### Task brief
Turn each line of the records below into an item of a numbered list, skipping blank lines and leaving the pictures out of your answer.
## Begin Source data
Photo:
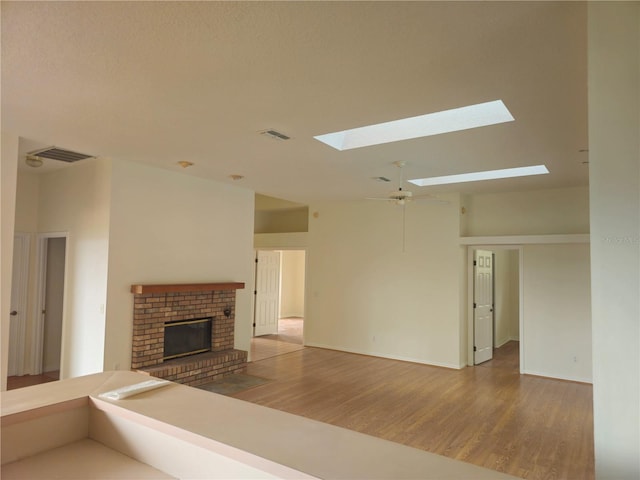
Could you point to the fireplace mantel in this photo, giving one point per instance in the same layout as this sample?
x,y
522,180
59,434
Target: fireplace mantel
x,y
186,287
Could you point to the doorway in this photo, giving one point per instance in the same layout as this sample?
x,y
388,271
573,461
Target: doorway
x,y
51,316
497,336
279,302
37,330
## End Source data
### Answer to this task
1. Photo:
2. Could you point to the fireplace mantel in this photo, giving one point per instance in the same layout as this sample?
3. x,y
4. 522,180
5. 59,434
6. Target: fireplace mantel
7. x,y
8. 186,287
9. Could you point to the doorway in this photo, giving one point per instance in the same layout as this sample?
10. x,y
11. 388,271
12. 573,461
13. Target: doorway
14. x,y
15. 51,316
16. 497,336
17. 279,302
18. 37,330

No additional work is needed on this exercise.